_Required work_.
From the records below, output exactly the lines running from the line containing "Target: paved path" through the line containing "Target: building facade", and no others.

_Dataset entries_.
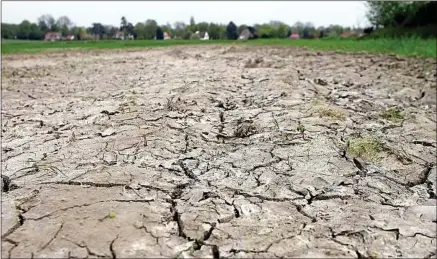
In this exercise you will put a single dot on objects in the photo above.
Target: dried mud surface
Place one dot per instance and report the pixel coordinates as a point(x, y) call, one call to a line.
point(218, 151)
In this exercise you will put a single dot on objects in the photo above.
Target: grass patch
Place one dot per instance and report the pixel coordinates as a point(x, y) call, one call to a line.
point(332, 113)
point(392, 114)
point(366, 147)
point(416, 47)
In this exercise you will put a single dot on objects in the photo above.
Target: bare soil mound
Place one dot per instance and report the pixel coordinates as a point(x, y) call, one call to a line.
point(212, 151)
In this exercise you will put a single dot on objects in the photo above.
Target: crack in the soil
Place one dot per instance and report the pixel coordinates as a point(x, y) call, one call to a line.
point(111, 248)
point(15, 243)
point(86, 247)
point(51, 239)
point(266, 249)
point(103, 185)
point(87, 205)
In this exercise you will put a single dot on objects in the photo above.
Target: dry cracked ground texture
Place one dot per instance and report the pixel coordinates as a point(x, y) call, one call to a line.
point(218, 151)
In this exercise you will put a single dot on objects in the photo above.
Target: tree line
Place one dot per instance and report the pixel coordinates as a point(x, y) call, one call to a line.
point(150, 28)
point(385, 14)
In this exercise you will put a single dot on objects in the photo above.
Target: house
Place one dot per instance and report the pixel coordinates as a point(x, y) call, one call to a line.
point(349, 34)
point(203, 35)
point(294, 36)
point(119, 35)
point(52, 36)
point(248, 34)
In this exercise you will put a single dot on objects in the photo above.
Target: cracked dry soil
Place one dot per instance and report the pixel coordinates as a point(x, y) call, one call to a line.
point(217, 151)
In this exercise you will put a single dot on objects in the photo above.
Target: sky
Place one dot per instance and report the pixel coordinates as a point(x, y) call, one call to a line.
point(84, 13)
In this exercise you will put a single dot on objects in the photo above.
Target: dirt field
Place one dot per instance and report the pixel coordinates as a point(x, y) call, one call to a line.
point(218, 151)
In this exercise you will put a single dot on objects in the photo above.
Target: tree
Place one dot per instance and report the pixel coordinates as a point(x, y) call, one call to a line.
point(159, 33)
point(282, 31)
point(64, 24)
point(241, 28)
point(46, 22)
point(24, 29)
point(215, 31)
point(266, 31)
point(192, 27)
point(80, 33)
point(401, 13)
point(111, 31)
point(123, 23)
point(150, 29)
point(35, 32)
point(9, 31)
point(98, 30)
point(203, 26)
point(179, 29)
point(139, 30)
point(231, 31)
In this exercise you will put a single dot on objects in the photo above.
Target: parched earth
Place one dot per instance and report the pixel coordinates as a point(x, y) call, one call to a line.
point(218, 151)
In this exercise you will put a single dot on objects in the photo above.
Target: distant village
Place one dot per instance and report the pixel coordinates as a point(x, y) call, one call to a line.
point(63, 29)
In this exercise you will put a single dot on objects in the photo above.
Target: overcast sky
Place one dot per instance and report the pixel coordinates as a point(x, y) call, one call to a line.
point(84, 13)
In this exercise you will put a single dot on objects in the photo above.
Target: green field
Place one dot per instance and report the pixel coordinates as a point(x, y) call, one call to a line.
point(403, 47)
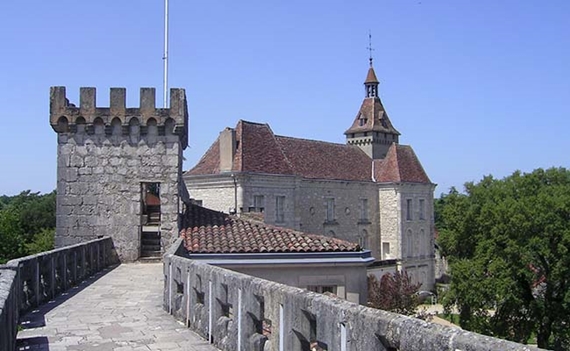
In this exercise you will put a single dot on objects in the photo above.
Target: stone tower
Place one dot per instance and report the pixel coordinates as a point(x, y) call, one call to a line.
point(119, 170)
point(372, 130)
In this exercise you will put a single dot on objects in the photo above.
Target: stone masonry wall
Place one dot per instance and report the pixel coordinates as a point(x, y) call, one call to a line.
point(235, 311)
point(104, 156)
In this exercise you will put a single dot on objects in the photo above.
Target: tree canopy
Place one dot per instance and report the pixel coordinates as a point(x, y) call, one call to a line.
point(507, 242)
point(27, 224)
point(393, 292)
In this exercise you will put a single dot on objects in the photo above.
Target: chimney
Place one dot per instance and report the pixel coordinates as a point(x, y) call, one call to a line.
point(227, 149)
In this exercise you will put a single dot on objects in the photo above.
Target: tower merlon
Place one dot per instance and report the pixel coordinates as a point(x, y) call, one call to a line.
point(64, 113)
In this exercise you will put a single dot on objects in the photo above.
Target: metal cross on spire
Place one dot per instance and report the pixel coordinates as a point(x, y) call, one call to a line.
point(370, 49)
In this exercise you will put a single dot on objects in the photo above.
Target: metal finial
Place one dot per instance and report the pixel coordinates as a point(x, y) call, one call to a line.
point(370, 49)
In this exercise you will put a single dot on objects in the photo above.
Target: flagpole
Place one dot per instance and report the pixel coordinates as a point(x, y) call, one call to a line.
point(165, 57)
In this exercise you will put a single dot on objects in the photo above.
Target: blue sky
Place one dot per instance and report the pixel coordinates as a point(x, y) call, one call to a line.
point(476, 87)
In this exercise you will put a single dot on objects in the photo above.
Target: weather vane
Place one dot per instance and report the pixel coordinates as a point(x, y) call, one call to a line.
point(370, 49)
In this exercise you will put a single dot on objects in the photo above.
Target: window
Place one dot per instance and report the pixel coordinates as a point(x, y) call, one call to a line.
point(330, 210)
point(150, 203)
point(280, 209)
point(258, 204)
point(364, 210)
point(385, 251)
point(363, 239)
point(321, 289)
point(422, 209)
point(409, 244)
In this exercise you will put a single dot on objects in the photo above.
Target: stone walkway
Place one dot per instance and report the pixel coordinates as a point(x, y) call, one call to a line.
point(117, 310)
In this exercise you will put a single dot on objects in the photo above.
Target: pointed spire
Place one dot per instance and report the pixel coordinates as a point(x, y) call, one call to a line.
point(371, 82)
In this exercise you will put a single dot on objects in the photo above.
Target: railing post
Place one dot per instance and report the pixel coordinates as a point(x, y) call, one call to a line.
point(188, 295)
point(343, 341)
point(83, 263)
point(281, 328)
point(210, 295)
point(239, 320)
point(52, 280)
point(64, 272)
point(74, 266)
point(37, 281)
point(170, 287)
point(98, 261)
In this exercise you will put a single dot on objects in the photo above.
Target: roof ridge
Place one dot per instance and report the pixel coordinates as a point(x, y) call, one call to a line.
point(397, 160)
point(312, 140)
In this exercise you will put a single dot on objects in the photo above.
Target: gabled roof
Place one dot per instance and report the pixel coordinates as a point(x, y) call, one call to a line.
point(374, 116)
point(259, 150)
point(400, 165)
point(209, 231)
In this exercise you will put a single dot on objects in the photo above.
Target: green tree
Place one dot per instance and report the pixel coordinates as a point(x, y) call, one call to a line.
point(11, 236)
point(27, 224)
point(394, 292)
point(508, 242)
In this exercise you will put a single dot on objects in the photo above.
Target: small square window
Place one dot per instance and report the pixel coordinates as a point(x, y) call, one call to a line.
point(422, 209)
point(330, 210)
point(280, 209)
point(258, 204)
point(409, 209)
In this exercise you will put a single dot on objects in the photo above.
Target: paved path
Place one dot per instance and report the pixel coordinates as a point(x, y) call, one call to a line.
point(118, 310)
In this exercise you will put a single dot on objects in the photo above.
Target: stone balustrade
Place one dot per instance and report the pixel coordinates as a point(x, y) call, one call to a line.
point(240, 312)
point(30, 281)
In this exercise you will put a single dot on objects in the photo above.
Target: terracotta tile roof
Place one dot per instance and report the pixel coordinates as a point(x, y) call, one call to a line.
point(209, 231)
point(321, 160)
point(400, 165)
point(372, 111)
point(259, 150)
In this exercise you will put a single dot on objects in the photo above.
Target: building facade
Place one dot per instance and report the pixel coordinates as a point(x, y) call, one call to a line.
point(371, 190)
point(119, 170)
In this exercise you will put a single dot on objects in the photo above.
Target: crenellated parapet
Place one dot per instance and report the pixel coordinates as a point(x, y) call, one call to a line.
point(88, 118)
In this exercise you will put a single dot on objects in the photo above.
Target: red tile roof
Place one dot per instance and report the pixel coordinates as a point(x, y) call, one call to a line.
point(209, 231)
point(259, 150)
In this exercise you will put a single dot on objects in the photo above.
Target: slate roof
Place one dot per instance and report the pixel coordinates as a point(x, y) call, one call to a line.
point(376, 118)
point(400, 165)
point(371, 76)
point(259, 150)
point(209, 231)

_Exercise response_.
Target: paved path
Place one dot per instance and report the pixel coordinates as a point(x, y) call, one call to a line.
point(118, 310)
In this exercise you will put a single dot on objects in the photo above.
Target: stone balustrade
Place one dot per instance and report the pixel coordinates as a point(x, y) call, one call to a line.
point(240, 312)
point(30, 281)
In this exercise you will put a single dot on objects in the photo above.
Target: terracotta tile roof
Place one dot per instance and report the pixel coordinates as a point(x, y) call, one call to a line.
point(209, 231)
point(321, 160)
point(400, 165)
point(372, 111)
point(259, 150)
In this exercise you will put a single dot on objects in the photo above.
Target: building facade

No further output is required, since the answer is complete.